YOUR TASK:
Copy all of the data that follows without altering a word.

Records drawn from a dataset
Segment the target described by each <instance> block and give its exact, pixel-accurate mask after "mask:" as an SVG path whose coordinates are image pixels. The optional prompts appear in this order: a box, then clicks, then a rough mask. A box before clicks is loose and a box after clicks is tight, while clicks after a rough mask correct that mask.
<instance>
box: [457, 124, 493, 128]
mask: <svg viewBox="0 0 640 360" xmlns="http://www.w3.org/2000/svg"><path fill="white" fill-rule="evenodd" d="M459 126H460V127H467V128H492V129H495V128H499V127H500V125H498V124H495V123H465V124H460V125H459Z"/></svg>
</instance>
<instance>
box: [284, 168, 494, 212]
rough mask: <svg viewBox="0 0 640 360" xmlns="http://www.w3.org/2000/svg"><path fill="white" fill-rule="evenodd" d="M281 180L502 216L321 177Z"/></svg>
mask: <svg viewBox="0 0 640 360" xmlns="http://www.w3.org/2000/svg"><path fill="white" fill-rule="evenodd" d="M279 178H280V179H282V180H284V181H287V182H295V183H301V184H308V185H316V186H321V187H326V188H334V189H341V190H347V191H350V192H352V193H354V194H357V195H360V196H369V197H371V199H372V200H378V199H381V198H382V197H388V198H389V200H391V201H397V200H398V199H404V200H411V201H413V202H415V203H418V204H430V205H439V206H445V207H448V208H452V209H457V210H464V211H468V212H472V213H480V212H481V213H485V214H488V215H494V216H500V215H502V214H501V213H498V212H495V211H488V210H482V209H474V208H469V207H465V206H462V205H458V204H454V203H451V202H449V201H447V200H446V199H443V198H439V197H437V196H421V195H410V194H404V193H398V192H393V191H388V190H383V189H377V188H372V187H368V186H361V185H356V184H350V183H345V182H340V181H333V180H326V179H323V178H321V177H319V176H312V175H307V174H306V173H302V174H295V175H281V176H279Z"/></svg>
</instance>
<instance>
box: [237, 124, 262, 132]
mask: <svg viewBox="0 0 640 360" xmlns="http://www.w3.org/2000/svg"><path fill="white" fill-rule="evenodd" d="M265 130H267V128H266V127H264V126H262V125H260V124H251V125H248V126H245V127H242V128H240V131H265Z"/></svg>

WRITTEN SOLUTION:
Segment the target described by each <instance> block and give its exact, pixel-accurate mask after "mask:" as an SVG path whose coordinates are image pixels. The optional prompts appear in this order: a box, then clicks, then a rough mask. A box before clicks is loose and a box after clicks is tight, while clicks after a rough mask correct that mask.
<instance>
box: [457, 124, 493, 128]
mask: <svg viewBox="0 0 640 360" xmlns="http://www.w3.org/2000/svg"><path fill="white" fill-rule="evenodd" d="M459 126H460V127H467V128H492V129H495V128H499V127H500V125H498V124H495V123H465V124H460V125H459Z"/></svg>
</instance>
<instance>
box: [284, 168, 494, 212]
rough mask: <svg viewBox="0 0 640 360" xmlns="http://www.w3.org/2000/svg"><path fill="white" fill-rule="evenodd" d="M281 180L502 216L321 177Z"/></svg>
mask: <svg viewBox="0 0 640 360" xmlns="http://www.w3.org/2000/svg"><path fill="white" fill-rule="evenodd" d="M279 178H280V179H282V180H284V181H287V182H295V183H301V184H308V185H316V186H321V187H326V188H334V189H341V190H347V191H350V192H352V193H354V194H357V195H360V196H369V197H371V199H372V200H378V199H381V198H382V197H388V198H389V200H391V201H397V200H398V199H404V200H411V201H413V202H415V203H418V204H430V205H439V206H445V207H448V208H452V209H457V210H464V211H468V212H472V213H480V212H481V213H485V214H488V215H494V216H500V215H502V214H501V213H498V212H495V211H488V210H482V209H474V208H469V207H465V206H462V205H458V204H454V203H451V202H449V201H447V200H446V199H443V198H439V197H437V196H421V195H410V194H404V193H398V192H393V191H388V190H383V189H377V188H372V187H368V186H361V185H356V184H350V183H345V182H340V181H333V180H326V179H323V178H321V177H319V176H312V175H307V174H306V173H302V174H295V175H281V176H279Z"/></svg>
</instance>
<instance>
box: [237, 124, 262, 132]
mask: <svg viewBox="0 0 640 360" xmlns="http://www.w3.org/2000/svg"><path fill="white" fill-rule="evenodd" d="M265 130H267V128H266V127H264V126H262V125H260V124H251V125H248V126H245V127H242V128H240V131H265Z"/></svg>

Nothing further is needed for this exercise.